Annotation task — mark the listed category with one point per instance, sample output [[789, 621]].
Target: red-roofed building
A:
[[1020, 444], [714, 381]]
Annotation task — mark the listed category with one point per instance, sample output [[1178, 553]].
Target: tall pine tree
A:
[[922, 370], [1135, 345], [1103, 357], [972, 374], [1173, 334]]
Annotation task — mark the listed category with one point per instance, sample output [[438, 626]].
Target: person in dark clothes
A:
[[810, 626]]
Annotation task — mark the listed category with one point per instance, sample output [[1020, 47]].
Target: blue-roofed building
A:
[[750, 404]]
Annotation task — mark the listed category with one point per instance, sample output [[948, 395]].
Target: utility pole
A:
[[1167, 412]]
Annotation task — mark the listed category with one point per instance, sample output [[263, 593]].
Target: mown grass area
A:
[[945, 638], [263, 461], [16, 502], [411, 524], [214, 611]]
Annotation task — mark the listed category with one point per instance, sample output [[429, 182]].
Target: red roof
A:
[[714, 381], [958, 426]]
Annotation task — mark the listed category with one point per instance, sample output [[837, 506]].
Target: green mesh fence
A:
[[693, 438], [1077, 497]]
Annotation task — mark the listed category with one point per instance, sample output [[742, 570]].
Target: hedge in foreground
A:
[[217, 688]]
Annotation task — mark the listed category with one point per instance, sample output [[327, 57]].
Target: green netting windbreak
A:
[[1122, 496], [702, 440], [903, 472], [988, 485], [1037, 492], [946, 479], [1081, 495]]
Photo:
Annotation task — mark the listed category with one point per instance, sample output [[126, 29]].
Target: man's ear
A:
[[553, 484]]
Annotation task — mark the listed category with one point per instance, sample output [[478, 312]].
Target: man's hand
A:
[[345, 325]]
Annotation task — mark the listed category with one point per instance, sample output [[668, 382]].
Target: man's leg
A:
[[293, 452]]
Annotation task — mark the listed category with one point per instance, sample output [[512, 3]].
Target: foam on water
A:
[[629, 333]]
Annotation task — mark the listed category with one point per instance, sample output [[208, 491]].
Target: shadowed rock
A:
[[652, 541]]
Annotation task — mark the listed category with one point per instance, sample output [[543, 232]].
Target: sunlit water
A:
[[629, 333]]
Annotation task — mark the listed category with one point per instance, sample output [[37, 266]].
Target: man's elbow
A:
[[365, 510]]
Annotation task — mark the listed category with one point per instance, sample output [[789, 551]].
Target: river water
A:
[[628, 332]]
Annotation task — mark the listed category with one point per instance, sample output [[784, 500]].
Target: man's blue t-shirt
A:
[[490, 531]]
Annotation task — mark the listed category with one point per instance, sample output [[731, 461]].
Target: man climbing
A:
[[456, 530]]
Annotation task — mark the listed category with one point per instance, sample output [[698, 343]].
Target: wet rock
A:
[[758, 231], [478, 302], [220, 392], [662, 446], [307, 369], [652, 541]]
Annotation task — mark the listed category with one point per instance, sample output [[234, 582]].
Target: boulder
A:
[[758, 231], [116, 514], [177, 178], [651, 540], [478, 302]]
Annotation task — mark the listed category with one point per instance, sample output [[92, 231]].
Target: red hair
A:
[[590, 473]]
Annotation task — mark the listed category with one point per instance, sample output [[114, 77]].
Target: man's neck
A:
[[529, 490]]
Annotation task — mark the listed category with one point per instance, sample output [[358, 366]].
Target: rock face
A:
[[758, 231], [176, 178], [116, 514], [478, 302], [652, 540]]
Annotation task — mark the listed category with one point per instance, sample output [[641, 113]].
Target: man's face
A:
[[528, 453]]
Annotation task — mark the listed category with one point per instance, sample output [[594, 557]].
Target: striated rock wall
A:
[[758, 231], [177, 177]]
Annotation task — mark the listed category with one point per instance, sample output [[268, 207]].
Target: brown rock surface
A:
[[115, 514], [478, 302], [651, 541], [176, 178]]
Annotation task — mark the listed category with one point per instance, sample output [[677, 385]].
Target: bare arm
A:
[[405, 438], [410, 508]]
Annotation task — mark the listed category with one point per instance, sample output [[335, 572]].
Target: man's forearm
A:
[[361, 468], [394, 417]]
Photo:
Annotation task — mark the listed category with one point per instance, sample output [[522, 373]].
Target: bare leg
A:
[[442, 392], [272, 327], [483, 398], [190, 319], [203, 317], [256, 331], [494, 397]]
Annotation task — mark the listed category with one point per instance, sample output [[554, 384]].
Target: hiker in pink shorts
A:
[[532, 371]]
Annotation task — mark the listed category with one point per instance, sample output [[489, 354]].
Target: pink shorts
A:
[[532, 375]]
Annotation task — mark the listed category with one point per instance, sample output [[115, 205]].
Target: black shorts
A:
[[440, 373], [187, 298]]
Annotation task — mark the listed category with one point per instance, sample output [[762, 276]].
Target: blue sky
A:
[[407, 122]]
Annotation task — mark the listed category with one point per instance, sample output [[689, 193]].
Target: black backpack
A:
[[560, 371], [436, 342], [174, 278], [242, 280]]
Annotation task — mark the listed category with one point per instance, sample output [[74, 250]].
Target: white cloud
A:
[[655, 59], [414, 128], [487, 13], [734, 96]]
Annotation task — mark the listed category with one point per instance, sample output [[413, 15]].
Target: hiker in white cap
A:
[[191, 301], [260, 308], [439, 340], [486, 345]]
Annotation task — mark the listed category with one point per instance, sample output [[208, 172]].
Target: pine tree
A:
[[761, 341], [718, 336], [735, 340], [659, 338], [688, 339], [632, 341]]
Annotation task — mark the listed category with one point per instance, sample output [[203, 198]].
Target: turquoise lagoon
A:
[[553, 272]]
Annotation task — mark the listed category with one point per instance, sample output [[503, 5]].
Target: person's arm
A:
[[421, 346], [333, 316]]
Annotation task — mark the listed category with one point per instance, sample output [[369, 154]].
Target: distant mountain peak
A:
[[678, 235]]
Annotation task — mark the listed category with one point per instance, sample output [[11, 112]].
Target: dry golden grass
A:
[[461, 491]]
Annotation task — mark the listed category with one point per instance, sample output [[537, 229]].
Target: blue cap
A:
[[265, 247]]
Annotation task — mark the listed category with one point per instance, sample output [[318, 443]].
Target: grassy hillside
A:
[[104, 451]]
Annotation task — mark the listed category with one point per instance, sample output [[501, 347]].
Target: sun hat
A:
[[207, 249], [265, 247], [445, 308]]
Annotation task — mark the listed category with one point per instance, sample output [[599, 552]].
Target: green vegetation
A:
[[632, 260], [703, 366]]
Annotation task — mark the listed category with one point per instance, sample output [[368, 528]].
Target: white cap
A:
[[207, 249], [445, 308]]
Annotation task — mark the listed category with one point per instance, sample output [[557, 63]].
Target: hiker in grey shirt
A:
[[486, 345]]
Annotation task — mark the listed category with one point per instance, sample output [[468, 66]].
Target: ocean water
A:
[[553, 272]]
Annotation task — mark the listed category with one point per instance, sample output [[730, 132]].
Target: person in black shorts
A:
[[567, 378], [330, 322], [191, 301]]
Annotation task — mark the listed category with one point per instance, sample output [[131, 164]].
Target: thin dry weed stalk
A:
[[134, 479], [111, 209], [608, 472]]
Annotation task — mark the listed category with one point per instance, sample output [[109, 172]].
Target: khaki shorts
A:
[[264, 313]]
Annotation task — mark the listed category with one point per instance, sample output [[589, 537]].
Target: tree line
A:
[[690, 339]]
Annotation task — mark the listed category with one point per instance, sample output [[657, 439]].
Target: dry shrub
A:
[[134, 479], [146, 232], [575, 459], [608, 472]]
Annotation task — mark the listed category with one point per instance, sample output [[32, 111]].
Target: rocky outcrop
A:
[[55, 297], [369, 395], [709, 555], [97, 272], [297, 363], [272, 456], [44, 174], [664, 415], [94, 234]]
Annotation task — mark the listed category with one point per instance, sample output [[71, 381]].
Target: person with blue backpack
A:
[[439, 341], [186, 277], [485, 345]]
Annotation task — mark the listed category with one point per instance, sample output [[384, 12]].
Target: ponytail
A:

+++

_YOUR INSTRUCTIONS_
Can you return everything from the start of the entries down to the line containing "[[810, 626]]", both ends included, copied character for character?

_FULL SOLUTION_
Annotation task — mark the listed category with one point per instance, sample output [[789, 621]].
Target: red-roofed building
A:
[[1020, 444], [714, 381]]
Annotation task — mark the listed category with one point per instance, sample output [[1178, 553]].
Target: tall pine tree
A:
[[922, 370], [1135, 345], [1103, 357], [972, 374], [1173, 334]]
Annotation task — mark the listed category with one point per instance, sample output [[438, 626]].
Target: person in dark clothes
A:
[[810, 626]]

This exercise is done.